» **Provided records**
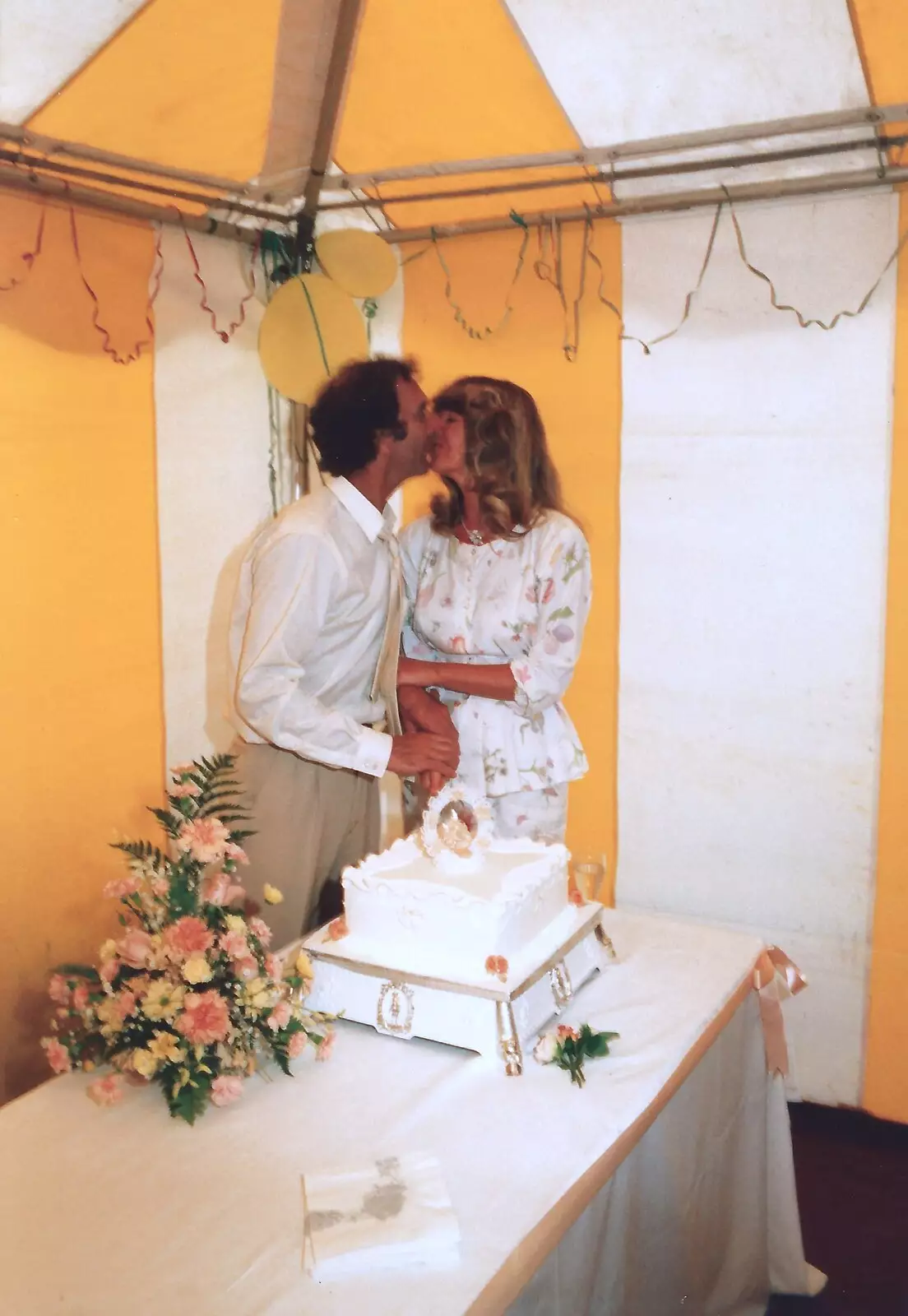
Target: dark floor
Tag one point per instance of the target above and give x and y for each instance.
(853, 1193)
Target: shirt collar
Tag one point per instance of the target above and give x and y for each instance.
(365, 513)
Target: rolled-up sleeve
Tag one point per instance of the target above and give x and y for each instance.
(563, 585)
(293, 585)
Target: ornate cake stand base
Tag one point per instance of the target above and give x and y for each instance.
(480, 1015)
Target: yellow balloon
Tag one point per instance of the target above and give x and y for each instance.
(308, 331)
(359, 262)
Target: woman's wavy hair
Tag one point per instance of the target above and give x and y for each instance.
(506, 453)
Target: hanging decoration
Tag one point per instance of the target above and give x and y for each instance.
(28, 258)
(118, 359)
(224, 335)
(471, 332)
(357, 261)
(309, 328)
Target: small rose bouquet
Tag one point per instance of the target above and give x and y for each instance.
(188, 995)
(569, 1048)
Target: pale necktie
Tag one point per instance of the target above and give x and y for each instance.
(385, 686)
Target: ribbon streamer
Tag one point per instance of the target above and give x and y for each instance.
(776, 980)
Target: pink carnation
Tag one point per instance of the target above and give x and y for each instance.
(105, 1091)
(298, 1044)
(225, 1089)
(58, 1057)
(188, 936)
(135, 948)
(204, 1017)
(280, 1017)
(184, 791)
(260, 928)
(234, 945)
(123, 886)
(204, 839)
(220, 888)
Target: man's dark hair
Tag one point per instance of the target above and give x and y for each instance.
(353, 408)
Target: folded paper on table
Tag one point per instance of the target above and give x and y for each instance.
(395, 1214)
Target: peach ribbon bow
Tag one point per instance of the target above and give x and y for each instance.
(776, 980)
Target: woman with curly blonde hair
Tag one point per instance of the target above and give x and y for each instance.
(498, 589)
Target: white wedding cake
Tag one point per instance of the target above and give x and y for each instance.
(442, 908)
(458, 936)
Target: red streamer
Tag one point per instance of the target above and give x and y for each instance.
(224, 335)
(96, 307)
(30, 257)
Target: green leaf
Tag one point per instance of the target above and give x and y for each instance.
(76, 971)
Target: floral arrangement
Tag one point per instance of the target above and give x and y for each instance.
(188, 995)
(569, 1048)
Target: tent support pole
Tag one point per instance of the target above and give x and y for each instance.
(664, 204)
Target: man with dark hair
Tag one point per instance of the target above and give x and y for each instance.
(315, 638)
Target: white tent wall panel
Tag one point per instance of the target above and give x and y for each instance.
(214, 443)
(44, 43)
(754, 502)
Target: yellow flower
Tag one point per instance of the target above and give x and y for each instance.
(164, 1000)
(197, 971)
(164, 1046)
(109, 1015)
(145, 1063)
(258, 994)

» **Task to carry out**
Please repeat every one of the records above word for word, leaving out the pictures.

» **Solution to this exercise**
Target: dark floor
Tag one point per instance of the target above and give x and y for each instance.
(853, 1193)
Target: shirt collar
Tag one point per instance of the target above and give x and y for each instance.
(365, 513)
Target: rolled-up sleeve
Tag one point per instance of the target above and give x and y for each instance.
(563, 585)
(293, 585)
Target: ornate cake stand base
Tag one point per instance of the target above and give x and y for each instance.
(480, 1015)
Target: yellow balloon
Tag one point per instance of the target above and give x and y for each instance.
(308, 331)
(359, 262)
Target: woman's wavy hair
Tag one point per instance of the target above and give x and y for each instance.
(506, 453)
Target: hanging decoration
Tag one point per instance of the target above and give x and y for each instance.
(28, 258)
(118, 359)
(224, 335)
(471, 332)
(357, 261)
(309, 328)
Target: small rose bouquet
Tag one point per instance of the target above and give x and y for each instance.
(188, 995)
(569, 1048)
Target: pale necktie
Tag one point per instance of the target above and give x and y for each instance.
(385, 686)
Target: ribbon streamer
Tag one point per instance of the target above and give x and y for each instance.
(776, 980)
Target: pink carnation
Tag one point per instance of the target above and give x and y for each instance.
(105, 1091)
(298, 1044)
(225, 1089)
(58, 1057)
(188, 936)
(135, 948)
(204, 1017)
(280, 1017)
(184, 791)
(260, 928)
(234, 945)
(123, 886)
(204, 839)
(220, 888)
Target: man's dark hair
Tag one point per instance of the target above and give x and y for each instance.
(353, 408)
Target: folded paper on table
Tag one point per instance of the target above and give x and y for each instance.
(395, 1214)
Target: peach ribbon bow
Tag one point per instance of the target above and give x and y for each instance.
(776, 980)
Target: woman with curly blonde hair
Tag one point per instance of the target above and give x and y for each instance.
(498, 589)
Target: white wedding cake
Tag one point per instance of the target above and give x and y for each instance.
(442, 908)
(458, 936)
Target: red streamer
Tag one point per instance of the target above and give x and y for each instance.
(224, 335)
(96, 307)
(30, 257)
Target: green leaf
Tag one point per instance of the target above and give x and y for each instance.
(76, 971)
Target: floral arrangement
Tag one point per instance of the target above and give x and y for each instance.
(188, 995)
(569, 1048)
Target: tent support pole
Tag one point per instance of the target above and give x and y for each instance.
(664, 204)
Target: man with dark hair
Tag one point per instance of the target above and give x and y for each instance.
(315, 638)
Target: white tent wall panel
Tag one point per instance of the target above and give x and y for each instance.
(214, 443)
(44, 43)
(754, 502)
Target: yellow flower
Tag one point per instance of the target above and give x and y for each instance.
(164, 1000)
(197, 971)
(164, 1046)
(109, 1015)
(145, 1063)
(258, 994)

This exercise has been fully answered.